● Task details
Can you rewrite the lines from the one with "Compliance check: the hedge" to the one with "[324,38,500,184]", both included, as a Markdown table with the columns No. and Line, numbering each line in order and leaving out any blank lines?

● Input
★ ★ ★ ★ ★ ★ ★

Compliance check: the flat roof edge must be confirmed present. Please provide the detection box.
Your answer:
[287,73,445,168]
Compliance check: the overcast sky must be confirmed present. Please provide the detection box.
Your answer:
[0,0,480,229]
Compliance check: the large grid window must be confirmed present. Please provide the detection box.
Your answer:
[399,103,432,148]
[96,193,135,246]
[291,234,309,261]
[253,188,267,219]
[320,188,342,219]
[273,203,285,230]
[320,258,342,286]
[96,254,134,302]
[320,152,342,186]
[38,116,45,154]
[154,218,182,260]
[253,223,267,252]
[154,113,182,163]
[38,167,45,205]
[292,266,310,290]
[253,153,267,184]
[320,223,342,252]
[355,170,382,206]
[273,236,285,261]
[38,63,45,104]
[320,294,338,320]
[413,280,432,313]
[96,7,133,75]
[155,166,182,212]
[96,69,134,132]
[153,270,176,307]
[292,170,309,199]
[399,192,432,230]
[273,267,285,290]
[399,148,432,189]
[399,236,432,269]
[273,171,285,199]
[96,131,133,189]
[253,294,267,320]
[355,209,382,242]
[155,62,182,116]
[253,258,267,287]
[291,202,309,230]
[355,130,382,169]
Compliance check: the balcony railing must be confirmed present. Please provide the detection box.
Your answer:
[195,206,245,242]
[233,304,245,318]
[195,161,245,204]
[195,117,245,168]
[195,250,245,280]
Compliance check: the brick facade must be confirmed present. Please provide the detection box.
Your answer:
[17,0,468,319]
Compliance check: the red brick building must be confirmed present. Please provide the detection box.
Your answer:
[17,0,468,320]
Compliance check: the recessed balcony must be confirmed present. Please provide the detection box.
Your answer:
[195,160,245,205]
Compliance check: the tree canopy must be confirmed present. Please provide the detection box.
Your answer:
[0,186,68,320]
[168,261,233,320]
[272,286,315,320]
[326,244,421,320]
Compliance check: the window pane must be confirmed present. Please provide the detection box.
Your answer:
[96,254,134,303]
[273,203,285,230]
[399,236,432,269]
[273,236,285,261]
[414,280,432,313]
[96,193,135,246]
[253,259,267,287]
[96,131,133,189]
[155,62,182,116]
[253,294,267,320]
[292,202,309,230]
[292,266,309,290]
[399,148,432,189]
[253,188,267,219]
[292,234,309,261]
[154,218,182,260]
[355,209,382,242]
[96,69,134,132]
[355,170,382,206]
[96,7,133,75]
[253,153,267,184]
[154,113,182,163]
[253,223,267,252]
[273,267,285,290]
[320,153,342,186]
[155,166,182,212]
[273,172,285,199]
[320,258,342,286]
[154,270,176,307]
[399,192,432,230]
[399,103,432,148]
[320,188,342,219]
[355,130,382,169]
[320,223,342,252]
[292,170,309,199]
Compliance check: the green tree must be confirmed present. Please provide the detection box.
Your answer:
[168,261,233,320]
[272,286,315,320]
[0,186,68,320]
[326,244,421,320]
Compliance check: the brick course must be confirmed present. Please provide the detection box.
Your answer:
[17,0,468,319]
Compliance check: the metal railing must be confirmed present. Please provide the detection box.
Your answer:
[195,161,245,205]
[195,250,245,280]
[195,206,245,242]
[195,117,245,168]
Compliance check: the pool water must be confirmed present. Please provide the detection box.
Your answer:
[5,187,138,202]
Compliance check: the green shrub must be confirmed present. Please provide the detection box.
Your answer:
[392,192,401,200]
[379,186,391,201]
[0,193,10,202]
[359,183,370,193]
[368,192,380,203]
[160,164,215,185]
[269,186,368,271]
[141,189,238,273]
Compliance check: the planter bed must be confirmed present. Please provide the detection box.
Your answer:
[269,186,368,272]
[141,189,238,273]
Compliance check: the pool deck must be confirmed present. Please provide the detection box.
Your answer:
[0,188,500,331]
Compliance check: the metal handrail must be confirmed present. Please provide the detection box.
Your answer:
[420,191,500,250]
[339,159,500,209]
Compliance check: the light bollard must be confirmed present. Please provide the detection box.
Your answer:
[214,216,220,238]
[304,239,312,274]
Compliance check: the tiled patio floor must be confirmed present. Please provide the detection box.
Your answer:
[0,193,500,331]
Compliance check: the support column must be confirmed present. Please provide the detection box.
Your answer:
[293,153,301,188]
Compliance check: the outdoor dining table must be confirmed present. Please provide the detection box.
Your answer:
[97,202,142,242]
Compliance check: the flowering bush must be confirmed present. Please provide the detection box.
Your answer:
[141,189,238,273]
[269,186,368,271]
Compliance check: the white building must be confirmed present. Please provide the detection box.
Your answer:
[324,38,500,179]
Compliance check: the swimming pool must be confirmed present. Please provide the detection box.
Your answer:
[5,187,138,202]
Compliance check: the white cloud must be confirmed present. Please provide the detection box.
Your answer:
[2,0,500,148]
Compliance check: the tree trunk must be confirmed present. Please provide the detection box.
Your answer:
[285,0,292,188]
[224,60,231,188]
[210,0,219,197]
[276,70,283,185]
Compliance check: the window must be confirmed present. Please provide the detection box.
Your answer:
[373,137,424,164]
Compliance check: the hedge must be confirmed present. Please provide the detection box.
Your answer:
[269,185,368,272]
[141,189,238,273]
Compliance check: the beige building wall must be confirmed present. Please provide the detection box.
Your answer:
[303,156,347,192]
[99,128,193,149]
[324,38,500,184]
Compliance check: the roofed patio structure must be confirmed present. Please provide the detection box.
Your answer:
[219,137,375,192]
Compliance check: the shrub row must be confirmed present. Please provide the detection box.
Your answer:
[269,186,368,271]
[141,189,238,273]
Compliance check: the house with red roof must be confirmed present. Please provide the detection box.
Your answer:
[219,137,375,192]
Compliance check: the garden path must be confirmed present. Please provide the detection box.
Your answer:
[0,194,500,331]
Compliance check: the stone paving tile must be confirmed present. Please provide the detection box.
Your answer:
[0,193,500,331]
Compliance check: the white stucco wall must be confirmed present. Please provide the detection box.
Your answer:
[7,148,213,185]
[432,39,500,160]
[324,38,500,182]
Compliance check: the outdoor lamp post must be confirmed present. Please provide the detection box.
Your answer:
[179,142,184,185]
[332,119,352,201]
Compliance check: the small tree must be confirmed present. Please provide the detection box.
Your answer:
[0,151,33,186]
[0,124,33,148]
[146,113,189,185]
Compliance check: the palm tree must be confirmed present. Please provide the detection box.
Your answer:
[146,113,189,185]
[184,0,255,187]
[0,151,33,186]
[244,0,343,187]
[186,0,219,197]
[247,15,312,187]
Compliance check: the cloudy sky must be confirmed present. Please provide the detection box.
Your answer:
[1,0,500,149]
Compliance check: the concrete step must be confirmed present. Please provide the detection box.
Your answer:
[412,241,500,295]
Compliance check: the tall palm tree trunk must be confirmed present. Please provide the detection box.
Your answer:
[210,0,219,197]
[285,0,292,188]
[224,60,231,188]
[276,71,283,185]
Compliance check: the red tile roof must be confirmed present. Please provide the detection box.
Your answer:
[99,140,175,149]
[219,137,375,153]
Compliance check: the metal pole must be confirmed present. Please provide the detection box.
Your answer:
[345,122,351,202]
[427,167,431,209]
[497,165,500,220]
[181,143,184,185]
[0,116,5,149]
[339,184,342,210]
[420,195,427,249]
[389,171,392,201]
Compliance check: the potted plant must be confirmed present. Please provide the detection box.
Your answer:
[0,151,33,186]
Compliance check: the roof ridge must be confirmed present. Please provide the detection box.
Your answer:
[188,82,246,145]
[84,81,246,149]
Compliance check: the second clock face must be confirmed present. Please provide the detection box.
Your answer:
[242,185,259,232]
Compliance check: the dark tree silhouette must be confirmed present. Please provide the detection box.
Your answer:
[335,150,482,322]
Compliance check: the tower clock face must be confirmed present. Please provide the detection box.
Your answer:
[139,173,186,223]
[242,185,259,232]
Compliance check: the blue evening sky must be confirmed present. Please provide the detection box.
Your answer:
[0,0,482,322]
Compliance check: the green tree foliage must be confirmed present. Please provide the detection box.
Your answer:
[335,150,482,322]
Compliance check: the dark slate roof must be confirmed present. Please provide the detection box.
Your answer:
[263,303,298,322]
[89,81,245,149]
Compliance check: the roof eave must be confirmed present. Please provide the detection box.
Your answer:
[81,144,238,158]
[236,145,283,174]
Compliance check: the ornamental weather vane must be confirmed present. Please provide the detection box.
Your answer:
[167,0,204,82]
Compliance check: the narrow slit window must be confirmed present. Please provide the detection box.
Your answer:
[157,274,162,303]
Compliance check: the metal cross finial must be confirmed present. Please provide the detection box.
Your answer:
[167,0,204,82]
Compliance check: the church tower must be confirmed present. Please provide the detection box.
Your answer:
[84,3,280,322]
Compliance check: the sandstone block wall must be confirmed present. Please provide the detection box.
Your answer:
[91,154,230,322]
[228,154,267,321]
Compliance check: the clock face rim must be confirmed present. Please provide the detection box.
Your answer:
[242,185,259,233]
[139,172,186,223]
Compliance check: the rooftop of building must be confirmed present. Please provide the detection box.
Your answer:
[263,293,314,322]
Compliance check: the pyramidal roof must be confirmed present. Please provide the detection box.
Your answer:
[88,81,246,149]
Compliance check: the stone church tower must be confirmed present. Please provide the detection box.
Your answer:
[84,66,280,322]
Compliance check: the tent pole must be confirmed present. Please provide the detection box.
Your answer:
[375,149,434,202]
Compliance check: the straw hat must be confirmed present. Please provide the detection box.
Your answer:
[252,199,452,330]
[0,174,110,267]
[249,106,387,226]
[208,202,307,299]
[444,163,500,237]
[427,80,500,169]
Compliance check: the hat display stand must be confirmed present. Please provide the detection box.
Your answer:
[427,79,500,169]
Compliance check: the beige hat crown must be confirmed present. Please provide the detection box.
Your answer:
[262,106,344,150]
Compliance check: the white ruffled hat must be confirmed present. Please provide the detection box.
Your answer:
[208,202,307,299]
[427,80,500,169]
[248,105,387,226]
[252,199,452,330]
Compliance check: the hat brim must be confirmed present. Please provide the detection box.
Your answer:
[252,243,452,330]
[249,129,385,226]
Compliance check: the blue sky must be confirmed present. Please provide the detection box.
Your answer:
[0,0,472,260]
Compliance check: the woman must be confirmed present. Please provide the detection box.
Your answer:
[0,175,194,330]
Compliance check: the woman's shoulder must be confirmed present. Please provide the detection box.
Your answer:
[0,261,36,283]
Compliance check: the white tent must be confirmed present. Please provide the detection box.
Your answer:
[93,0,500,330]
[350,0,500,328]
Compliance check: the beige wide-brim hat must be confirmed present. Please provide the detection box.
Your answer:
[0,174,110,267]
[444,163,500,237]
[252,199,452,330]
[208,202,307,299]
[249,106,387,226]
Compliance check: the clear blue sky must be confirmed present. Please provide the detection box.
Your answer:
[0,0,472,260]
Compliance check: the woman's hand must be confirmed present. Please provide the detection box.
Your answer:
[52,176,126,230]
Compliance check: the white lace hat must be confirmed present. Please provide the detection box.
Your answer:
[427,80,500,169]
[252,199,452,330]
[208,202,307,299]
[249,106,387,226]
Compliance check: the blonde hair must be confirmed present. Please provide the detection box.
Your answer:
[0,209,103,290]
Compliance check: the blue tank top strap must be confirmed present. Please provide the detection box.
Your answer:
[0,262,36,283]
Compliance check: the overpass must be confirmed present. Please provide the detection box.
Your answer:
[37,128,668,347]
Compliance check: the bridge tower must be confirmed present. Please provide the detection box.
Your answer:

★ ★ ★ ★ ★ ★ ★

● Response to this exercise
| No. | Line |
|---|---|
| 1 | Compliance check: the hedge must be confirmed present. Please provide the detection box. |
| 2 | Your answer: |
| 3 | [269,185,368,272] |
| 4 | [141,189,238,273] |
| 5 | Compliance check: the beige building wall must be confirmed present. Please provide the detection box. |
| 6 | Your answer: |
| 7 | [303,156,347,192] |
| 8 | [99,128,193,149] |
| 9 | [324,38,500,184] |